**Exercise instructions:**
Every line below must be copied as written, except for pictures.

[[ Source data open ]]

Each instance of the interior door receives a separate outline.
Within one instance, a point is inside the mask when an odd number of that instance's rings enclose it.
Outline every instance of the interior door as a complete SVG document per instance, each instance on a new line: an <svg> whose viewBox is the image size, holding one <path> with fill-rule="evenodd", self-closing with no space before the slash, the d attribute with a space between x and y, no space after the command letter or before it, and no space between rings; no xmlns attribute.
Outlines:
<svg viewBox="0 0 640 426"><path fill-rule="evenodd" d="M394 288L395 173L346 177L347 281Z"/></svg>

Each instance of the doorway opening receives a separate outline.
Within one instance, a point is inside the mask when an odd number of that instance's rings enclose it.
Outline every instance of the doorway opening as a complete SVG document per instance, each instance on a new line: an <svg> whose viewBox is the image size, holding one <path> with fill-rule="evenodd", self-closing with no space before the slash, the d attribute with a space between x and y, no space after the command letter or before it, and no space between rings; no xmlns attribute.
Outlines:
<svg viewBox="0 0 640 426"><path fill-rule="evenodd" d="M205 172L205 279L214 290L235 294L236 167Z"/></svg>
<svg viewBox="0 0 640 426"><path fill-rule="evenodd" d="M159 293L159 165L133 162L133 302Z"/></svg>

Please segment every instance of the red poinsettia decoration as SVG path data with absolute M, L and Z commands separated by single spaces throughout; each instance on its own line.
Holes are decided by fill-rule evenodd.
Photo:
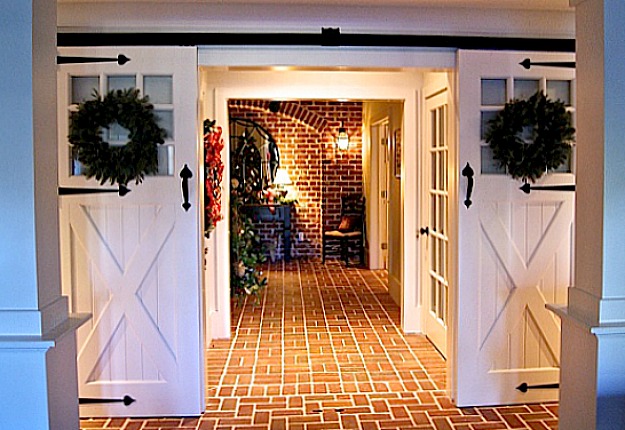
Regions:
M 206 177 L 204 194 L 204 235 L 210 236 L 215 229 L 221 215 L 221 181 L 223 179 L 224 163 L 221 161 L 221 151 L 224 141 L 221 137 L 221 127 L 215 127 L 215 121 L 204 121 L 204 173 Z

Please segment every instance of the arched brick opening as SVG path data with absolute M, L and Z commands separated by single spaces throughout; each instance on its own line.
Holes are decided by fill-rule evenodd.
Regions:
M 363 191 L 362 103 L 230 100 L 228 108 L 230 116 L 259 123 L 276 140 L 281 166 L 300 196 L 293 211 L 292 255 L 319 258 L 324 226 L 338 225 L 341 195 Z M 342 123 L 350 136 L 348 151 L 335 146 Z M 278 236 L 276 226 L 259 228 L 268 242 Z M 298 233 L 303 240 L 297 240 Z

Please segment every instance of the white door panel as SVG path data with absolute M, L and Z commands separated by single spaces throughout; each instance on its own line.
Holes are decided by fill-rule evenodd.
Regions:
M 155 111 L 171 118 L 160 174 L 116 193 L 61 197 L 63 290 L 73 312 L 92 320 L 77 332 L 79 395 L 136 400 L 129 406 L 81 406 L 82 416 L 197 415 L 202 412 L 200 327 L 201 226 L 197 138 L 197 54 L 194 48 L 63 49 L 60 55 L 131 58 L 116 64 L 59 69 L 59 183 L 111 188 L 72 168 L 67 143 L 77 78 L 95 77 L 104 94 L 113 82 L 134 82 Z M 147 79 L 146 79 L 147 78 Z M 170 100 L 167 100 L 170 98 Z M 167 121 L 166 121 L 167 122 Z M 192 207 L 182 208 L 179 172 L 188 165 Z M 74 164 L 75 166 L 75 164 Z
M 423 266 L 424 328 L 447 357 L 449 311 L 449 100 L 448 89 L 425 91 L 424 197 L 420 245 Z
M 558 390 L 533 389 L 559 380 L 560 325 L 547 303 L 566 303 L 572 280 L 574 193 L 532 191 L 492 172 L 480 125 L 484 112 L 482 79 L 499 80 L 506 100 L 536 85 L 570 84 L 574 71 L 523 69 L 519 62 L 572 61 L 569 54 L 487 53 L 458 56 L 460 156 L 475 170 L 473 205 L 459 211 L 457 289 L 457 382 L 459 406 L 532 403 L 558 399 Z M 515 90 L 516 89 L 516 90 Z M 571 110 L 573 107 L 571 106 Z M 483 157 L 486 157 L 483 159 Z M 572 173 L 551 173 L 541 184 L 573 184 Z M 460 181 L 459 200 L 467 179 Z M 461 203 L 460 202 L 460 203 Z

[[ Source data closed ]]

**Expected output:**
Each instance of the interior door receives a separate outline.
Within one instance, a point is inside the mask when an odd number of that instance's rings enclose it.
Outline every instance of the interior door as a complete SVG document per instance, each instance on a new line: an <svg> whose viewBox is the image size, holding one <path> with fill-rule="evenodd", self-closing with no space before the slash, the d attribute with a space between x and y, no space after the command letter or before it, and no space between rings; no xmlns attribute.
Outlines:
<svg viewBox="0 0 640 426"><path fill-rule="evenodd" d="M394 288L395 173L346 177L347 281Z"/></svg>

Each instance of the doorway opening receives a separate outline.
Within one instance, a point is inside the mask when an odd number of that instance's rings enclose it.
Outline every instance of the doorway opening as a complete SVG document per instance, each instance on a new line: an <svg> whose viewBox is the image size, holding one <path> with fill-rule="evenodd", self-closing with no space before the slash, the d attribute with a space between x and y, no space after the command letter or before it, and no space between rings; no xmlns attribute.
Outlines:
<svg viewBox="0 0 640 426"><path fill-rule="evenodd" d="M205 172L205 279L214 290L235 294L236 167Z"/></svg>
<svg viewBox="0 0 640 426"><path fill-rule="evenodd" d="M159 293L159 165L133 162L133 302Z"/></svg>

Please segment every instance of the red poinsettia decoration as SVG path data with absolute M, L and Z commands separated by single spaces throughout; each instance on its own line.
Holes are decided by fill-rule evenodd.
Photo:
Regions:
M 206 177 L 204 194 L 204 235 L 210 236 L 215 229 L 221 215 L 221 181 L 223 179 L 224 163 L 221 161 L 221 151 L 224 141 L 221 137 L 221 127 L 215 127 L 215 121 L 204 121 L 204 173 Z

Please segment every instance of the arched brick opening as SVG path data with absolute M, L and Z commands separated by single spaces throughout; each instance on its own line.
Holes are decided by fill-rule evenodd.
Regions:
M 363 191 L 362 103 L 230 100 L 228 108 L 230 116 L 259 123 L 276 140 L 281 166 L 300 196 L 293 211 L 292 255 L 319 258 L 324 226 L 338 225 L 341 195 Z M 342 123 L 350 136 L 348 151 L 335 146 Z M 278 236 L 276 226 L 259 228 L 268 242 Z M 298 233 L 303 240 L 297 240 Z

Please segment every instance of the white door panel as SVG path data with absolute M, L and Z commands separated by single spaces throughout; each instance on its own line.
Holes are decided by fill-rule evenodd.
Regions:
M 155 111 L 171 118 L 160 174 L 116 193 L 61 197 L 63 290 L 73 312 L 92 320 L 77 332 L 79 395 L 136 400 L 129 406 L 81 406 L 82 416 L 197 415 L 202 412 L 200 327 L 201 226 L 197 138 L 197 54 L 194 48 L 63 49 L 60 55 L 131 58 L 116 64 L 59 69 L 59 183 L 111 188 L 72 168 L 67 143 L 77 78 L 95 77 L 104 94 L 113 82 L 134 82 Z M 147 79 L 146 79 L 147 78 Z M 170 100 L 167 100 L 170 98 Z M 167 121 L 166 121 L 167 122 Z M 192 207 L 182 208 L 179 172 L 188 165 Z M 74 164 L 75 166 L 75 164 Z
M 423 266 L 424 328 L 447 357 L 449 311 L 449 100 L 448 89 L 425 91 L 424 197 L 420 245 Z
M 558 390 L 533 389 L 559 380 L 560 325 L 547 303 L 566 303 L 572 280 L 574 193 L 532 191 L 492 172 L 480 125 L 484 112 L 482 79 L 499 80 L 506 100 L 536 85 L 570 84 L 574 71 L 523 69 L 519 62 L 572 61 L 569 54 L 487 53 L 458 56 L 460 156 L 475 170 L 473 205 L 459 211 L 457 289 L 457 382 L 459 406 L 532 403 L 558 399 Z M 515 90 L 516 89 L 516 90 Z M 571 110 L 573 107 L 571 106 Z M 483 157 L 486 157 L 483 159 Z M 572 173 L 551 173 L 541 184 L 573 184 Z M 460 181 L 459 200 L 467 179 Z M 461 203 L 460 202 L 460 203 Z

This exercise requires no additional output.